* _TASK GOAL_: Would you restate, exactly as they appear, the lines from the one containing "to detect sky." through the end of the data below?

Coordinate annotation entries
┄┄┄┄┄┄┄┄┄┄

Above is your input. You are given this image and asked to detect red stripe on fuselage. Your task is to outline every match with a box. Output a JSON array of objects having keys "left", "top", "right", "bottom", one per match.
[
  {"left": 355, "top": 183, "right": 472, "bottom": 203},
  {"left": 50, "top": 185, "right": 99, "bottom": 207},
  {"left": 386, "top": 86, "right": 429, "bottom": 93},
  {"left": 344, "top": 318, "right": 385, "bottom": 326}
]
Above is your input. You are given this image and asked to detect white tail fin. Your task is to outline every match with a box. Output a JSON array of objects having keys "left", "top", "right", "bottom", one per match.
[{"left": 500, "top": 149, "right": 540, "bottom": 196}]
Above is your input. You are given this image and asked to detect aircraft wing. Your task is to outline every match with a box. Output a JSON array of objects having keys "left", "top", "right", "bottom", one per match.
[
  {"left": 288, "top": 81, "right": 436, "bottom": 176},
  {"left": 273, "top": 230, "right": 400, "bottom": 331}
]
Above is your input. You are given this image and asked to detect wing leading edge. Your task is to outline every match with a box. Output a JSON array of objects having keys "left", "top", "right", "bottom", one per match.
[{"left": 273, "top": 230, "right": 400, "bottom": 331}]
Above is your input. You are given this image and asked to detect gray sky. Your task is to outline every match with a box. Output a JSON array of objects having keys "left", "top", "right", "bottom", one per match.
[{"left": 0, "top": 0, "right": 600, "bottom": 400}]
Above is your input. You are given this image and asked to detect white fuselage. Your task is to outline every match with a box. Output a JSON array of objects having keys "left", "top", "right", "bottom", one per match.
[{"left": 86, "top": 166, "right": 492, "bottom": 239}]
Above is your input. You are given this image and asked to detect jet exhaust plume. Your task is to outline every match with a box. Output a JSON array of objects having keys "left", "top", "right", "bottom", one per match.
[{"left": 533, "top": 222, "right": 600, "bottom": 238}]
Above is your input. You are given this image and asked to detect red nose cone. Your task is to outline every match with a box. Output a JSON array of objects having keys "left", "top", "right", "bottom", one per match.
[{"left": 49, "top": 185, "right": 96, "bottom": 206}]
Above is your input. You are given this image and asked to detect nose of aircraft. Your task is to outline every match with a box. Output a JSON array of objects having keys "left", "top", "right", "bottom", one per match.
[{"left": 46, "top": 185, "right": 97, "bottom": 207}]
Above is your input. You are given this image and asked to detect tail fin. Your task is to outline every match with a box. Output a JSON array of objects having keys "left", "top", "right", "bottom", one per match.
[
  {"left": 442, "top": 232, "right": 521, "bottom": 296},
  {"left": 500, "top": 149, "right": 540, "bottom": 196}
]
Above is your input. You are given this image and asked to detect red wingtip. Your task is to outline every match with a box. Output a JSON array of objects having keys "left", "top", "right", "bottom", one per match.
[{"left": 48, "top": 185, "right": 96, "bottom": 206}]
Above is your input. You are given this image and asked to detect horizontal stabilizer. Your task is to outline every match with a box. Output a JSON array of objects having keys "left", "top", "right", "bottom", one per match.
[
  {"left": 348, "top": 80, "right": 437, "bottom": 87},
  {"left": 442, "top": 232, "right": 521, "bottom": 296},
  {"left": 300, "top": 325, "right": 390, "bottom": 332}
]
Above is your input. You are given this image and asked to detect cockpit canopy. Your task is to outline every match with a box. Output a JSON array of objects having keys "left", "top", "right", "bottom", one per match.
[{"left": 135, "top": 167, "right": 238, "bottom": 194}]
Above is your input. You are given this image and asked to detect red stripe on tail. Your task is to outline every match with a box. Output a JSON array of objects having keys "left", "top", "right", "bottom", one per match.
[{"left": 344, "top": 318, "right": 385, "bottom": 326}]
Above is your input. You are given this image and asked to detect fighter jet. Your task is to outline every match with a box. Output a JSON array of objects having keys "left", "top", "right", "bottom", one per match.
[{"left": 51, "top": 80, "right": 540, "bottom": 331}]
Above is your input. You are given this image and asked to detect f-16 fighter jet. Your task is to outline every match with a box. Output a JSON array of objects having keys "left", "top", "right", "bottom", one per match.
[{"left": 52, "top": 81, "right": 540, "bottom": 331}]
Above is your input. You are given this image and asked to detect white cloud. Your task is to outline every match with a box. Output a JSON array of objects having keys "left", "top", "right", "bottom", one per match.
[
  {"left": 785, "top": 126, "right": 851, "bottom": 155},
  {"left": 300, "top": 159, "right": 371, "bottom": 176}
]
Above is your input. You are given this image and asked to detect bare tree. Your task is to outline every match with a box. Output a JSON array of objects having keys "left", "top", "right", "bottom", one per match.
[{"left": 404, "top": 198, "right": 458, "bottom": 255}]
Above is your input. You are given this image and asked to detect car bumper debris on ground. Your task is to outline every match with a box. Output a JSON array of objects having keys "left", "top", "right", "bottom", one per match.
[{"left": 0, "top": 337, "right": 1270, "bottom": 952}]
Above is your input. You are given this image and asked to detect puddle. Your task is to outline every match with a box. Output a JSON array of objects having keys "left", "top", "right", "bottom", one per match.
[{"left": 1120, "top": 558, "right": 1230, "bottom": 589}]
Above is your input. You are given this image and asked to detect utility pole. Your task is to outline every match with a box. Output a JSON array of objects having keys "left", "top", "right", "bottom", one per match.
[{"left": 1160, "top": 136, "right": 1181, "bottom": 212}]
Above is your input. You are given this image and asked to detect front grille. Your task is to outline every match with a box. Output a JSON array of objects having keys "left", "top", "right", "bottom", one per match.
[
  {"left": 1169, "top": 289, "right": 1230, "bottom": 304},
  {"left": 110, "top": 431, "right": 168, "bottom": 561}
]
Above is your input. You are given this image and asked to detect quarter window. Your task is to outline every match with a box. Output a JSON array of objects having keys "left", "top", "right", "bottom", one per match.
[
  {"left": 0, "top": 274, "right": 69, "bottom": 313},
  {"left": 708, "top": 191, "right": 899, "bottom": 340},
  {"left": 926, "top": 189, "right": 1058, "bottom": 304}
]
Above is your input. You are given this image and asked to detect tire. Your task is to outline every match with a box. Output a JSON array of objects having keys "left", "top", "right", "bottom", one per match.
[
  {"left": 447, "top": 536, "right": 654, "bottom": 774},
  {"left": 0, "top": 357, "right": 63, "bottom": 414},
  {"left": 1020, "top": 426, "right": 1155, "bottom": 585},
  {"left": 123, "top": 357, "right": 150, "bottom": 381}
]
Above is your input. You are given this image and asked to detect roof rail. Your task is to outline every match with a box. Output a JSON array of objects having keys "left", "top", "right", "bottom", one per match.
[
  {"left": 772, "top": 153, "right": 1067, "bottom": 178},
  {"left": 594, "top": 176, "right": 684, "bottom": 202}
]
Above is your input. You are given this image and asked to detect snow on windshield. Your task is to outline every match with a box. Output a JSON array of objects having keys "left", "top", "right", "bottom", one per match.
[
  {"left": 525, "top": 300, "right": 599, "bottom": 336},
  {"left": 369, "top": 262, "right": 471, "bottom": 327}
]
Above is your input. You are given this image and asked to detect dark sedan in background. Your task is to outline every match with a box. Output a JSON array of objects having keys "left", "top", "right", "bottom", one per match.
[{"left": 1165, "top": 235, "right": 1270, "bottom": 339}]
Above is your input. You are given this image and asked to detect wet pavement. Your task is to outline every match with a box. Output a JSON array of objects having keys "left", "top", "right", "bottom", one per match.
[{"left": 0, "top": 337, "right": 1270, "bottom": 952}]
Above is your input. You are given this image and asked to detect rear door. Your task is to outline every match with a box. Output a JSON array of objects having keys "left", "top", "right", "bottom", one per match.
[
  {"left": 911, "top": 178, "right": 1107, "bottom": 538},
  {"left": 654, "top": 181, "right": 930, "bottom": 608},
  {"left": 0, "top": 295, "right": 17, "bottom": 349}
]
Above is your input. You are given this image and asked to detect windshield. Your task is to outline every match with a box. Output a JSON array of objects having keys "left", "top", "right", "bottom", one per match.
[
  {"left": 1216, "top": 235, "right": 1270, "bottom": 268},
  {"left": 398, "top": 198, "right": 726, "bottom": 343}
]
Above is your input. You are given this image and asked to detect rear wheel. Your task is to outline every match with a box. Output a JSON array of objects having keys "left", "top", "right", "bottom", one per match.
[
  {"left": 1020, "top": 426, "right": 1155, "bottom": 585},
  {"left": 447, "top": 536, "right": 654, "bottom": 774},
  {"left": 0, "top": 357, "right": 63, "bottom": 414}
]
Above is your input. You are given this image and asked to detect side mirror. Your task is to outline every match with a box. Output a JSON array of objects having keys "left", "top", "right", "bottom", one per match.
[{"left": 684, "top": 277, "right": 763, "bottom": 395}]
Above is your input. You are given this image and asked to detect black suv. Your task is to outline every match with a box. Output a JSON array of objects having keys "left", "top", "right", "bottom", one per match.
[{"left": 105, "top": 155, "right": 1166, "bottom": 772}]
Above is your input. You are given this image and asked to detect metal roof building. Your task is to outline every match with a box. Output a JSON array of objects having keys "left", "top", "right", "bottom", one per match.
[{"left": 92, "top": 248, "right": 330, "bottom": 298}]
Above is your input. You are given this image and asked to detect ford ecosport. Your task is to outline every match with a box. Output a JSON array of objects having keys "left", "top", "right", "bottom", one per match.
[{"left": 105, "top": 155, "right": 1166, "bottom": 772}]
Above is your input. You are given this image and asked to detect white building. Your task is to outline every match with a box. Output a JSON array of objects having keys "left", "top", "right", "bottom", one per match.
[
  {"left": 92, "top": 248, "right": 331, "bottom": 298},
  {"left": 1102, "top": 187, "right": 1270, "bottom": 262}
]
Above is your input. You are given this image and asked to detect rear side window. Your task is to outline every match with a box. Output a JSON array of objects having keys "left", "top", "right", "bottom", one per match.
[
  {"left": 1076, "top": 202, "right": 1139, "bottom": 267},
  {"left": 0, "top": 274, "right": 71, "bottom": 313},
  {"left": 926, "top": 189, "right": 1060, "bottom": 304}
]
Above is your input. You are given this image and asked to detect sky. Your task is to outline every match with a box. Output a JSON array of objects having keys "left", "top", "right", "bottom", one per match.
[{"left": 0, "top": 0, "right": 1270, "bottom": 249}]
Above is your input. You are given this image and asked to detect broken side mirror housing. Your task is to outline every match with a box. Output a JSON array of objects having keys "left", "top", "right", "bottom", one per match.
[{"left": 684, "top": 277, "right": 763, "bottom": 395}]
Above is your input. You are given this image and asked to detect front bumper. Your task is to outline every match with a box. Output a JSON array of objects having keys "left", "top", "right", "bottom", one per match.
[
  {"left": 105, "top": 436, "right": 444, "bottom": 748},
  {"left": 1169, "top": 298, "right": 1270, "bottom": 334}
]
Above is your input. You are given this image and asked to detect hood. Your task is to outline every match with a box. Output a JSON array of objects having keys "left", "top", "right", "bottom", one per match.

┄┄┄┄┄┄┄┄┄┄

* _PROBLEM SOLUTION_:
Above is your input. You are given this image and asked to detect sky. Your task is to outline every match with a box. Output a JSON array of objects having keys "left", "top", "right", "bottom", one per match.
[{"left": 0, "top": 0, "right": 1270, "bottom": 249}]
Above is your input. You are given this image and asked to detect broken side mirror housing. Your task is to outline every match with a box. Output a JSON array of objects having keys "left", "top", "right", "bottom", one per match.
[{"left": 684, "top": 277, "right": 763, "bottom": 395}]
Above is your input. You are given this image and asked to detect front bumper. Your task is to outline every match with a box. Output a JSON array of objects having keys "left", "top", "right", "bottom", one per match.
[
  {"left": 105, "top": 436, "right": 444, "bottom": 748},
  {"left": 1169, "top": 298, "right": 1270, "bottom": 334}
]
Above is your input. You are given this image and asked to detect hood. Your task is to outline every match with a box. Output a JSON array of objects having keys "left", "top", "right", "bottom", one per match.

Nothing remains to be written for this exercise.